Aim of the exercise
Copy out exactly the lines from the one containing "Exercise. Point out the church facade" to the end of the records below, both included, and nothing else.

Natural language region descriptions:
==================================================

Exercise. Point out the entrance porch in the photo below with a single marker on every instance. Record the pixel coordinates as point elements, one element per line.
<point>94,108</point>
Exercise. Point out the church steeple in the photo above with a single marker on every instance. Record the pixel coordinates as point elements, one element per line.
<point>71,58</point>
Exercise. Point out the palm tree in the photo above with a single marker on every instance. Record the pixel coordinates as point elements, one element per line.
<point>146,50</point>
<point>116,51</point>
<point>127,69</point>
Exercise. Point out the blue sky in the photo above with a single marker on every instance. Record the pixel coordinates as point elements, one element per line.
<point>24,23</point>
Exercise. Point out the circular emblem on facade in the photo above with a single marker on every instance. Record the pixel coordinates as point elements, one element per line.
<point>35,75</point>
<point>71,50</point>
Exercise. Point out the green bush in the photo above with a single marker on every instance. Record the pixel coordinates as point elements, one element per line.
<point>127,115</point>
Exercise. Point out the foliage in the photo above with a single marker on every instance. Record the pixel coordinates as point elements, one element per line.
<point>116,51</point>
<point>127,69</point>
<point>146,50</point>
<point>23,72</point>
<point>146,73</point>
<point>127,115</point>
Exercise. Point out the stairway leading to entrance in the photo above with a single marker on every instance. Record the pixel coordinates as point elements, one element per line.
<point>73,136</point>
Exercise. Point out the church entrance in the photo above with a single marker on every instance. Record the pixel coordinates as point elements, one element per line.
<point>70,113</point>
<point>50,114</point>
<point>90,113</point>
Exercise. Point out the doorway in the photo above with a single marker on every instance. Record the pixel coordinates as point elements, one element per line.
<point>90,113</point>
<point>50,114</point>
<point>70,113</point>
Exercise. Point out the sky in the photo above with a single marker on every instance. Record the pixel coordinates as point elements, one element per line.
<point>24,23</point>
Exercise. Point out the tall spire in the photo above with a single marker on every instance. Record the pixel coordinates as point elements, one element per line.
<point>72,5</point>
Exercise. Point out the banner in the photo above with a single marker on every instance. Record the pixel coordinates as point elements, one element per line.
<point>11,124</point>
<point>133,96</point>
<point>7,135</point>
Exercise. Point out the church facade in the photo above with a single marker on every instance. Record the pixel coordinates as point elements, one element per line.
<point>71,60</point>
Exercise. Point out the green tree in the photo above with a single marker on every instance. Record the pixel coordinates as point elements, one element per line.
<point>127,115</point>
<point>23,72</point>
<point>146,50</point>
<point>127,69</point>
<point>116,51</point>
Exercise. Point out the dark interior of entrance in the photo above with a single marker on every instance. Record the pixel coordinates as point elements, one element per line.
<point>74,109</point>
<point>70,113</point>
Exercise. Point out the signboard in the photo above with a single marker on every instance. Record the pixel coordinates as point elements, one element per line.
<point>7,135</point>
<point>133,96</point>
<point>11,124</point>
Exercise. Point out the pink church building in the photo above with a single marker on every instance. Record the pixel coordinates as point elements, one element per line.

==================================================

Task solution
Exercise. Point out the church facade in the photo above with a single marker on every instance. Record the pixel coordinates as point elements, one element per line.
<point>71,60</point>
Exercise. Point out the green tree in the photo above with a single marker on every instance. Record the pixel coordinates as point elements, one element per line.
<point>127,115</point>
<point>23,72</point>
<point>146,50</point>
<point>127,69</point>
<point>116,51</point>
Exercise. Point out the dark interior of entrance in the photo above with a single marker on every instance. Record the pixel coordinates as point elements, one element per line.
<point>74,109</point>
<point>70,113</point>
Exercise. Point out the signboard in the photo above with a single marker on every instance. Record the pixel coordinates as point elements, one element per line.
<point>7,135</point>
<point>133,96</point>
<point>11,124</point>
Exercise. Point out the pink church building in the photo above with a single marker on every instance. Record the pixel coordinates as point elements, one element per line.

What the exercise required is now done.